His thoughts drift to his cousin, Jimmy Martinez, and another tear wells. Jimmy did not survive Vietnam. In a span of 16 dark days in late 1967, Martinez and two of his boyhood friends, LeRoy Tafoya and Tom Gonzales, died in the steamy jungles and paddy fields of Southeast Asia. The three friends had family roots in the mining camps of Bingham Canyon. Their strong Hispanic heritage celebrated patriotism. As teenagers they lived in Midvale. Two enlisted, one was drafted. Each, age 20 or younger, died in ground combat in Vietnam.
“The Hispanic people I knew all wanted to serve,” Romero says. “It was something you did.”
LeRoy Tafoya was killed on Wednesday, Nov. 22, the fourth anniversary of John F. Kennedy’s assassination. Jimmy Martinez died less than 24 hours later on Thanksgiving Day. Tom Gonzales was shot dead assaulting the enemy on Dec. 7, Pearl Harbor Remembrance Day. Three hallmark all-American days. Three more names to be placed on the The Wall—the Vietnam Veterans Memorial in Washington, D.C.
They lived on three consecutive streets in Midvale’s Avenues district, on Fifth, Sixth and Seventh avenues. They lived only a few yards apart. They wandered and shopped along Midvale’s Main Street. They played ball at the adjacent sandlot ball field. Downtown Midvale was a lively community before the freeway bisected it, before the Vietnam War. Then, it all changed. That winter of 1967, Midvale lived through black weeks of mourning and crowded funerals.
Romero attended all three funerals and followed his cousin’s footsteps into the Marines. Before he left for Vietnam, he went to see his aunt, Maria Martinez, Jimmy Martinez’s mother. He sought her blessing. “She said, ‘Don’t go,’” Romero sadly recalls. “It was tough.”

ACTIVITY A
According to the passage about the Midvale friends, on what day did Jimmy Martinez die?
ACTIVITY B
Name every young man the passage about the Midvale friends says died in Vietnam in late 1967.
ACTIVITY C
From the passage about the Midvale friends, extract the text from "LeRoy Tafoya was" up to and including "in Washington, D.C.".
This material comes from a source separate from the passage.

(Segmentation mask data)
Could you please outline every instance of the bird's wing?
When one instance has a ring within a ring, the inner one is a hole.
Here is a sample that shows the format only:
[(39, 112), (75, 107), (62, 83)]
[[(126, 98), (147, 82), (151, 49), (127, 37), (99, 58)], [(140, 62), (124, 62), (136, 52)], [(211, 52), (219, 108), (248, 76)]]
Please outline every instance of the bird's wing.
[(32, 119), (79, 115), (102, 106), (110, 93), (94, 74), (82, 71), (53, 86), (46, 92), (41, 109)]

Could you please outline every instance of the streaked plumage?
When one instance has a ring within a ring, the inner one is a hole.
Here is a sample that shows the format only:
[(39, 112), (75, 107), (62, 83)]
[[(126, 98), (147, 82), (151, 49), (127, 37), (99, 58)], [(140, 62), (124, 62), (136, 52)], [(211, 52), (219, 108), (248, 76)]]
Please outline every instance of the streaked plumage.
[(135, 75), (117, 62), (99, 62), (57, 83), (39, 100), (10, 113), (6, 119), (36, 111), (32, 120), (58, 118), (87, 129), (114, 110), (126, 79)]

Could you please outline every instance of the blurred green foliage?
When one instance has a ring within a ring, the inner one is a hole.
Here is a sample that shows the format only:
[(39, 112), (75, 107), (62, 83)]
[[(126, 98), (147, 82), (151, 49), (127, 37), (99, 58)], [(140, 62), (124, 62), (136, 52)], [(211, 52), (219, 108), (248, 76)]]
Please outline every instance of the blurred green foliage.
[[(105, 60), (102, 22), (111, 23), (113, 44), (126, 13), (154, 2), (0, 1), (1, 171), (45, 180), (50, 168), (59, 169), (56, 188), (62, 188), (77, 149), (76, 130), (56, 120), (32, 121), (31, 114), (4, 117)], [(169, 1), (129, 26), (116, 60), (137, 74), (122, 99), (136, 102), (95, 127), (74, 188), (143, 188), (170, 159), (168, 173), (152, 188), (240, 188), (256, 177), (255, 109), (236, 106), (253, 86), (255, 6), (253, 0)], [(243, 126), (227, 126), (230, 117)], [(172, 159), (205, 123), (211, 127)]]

TASK OUTPUT A
He died on Thanksgiving Day, less than 24 hours after LeRoy Tafoya was killed.

TASK OUTPUT B
Jimmy Martinez, LeRoy Tafoya, Tom Gonzales

TASK OUTPUT C
LeRoy Tafoya was killed on Wednesday, Nov. 22, the fourth anniversary of John F. Kennedy’s assassination. Jimmy Martinez died less than 24 hours later on Thanksgiving Day. Tom Gonzales was shot dead assaulting the enemy on Dec. 7, Pearl Harbor Remembrance Day. Three hallmark all-American days. Three more names to be placed on the The Wall—the Vietnam Veterans Memorial in Washington, D.C.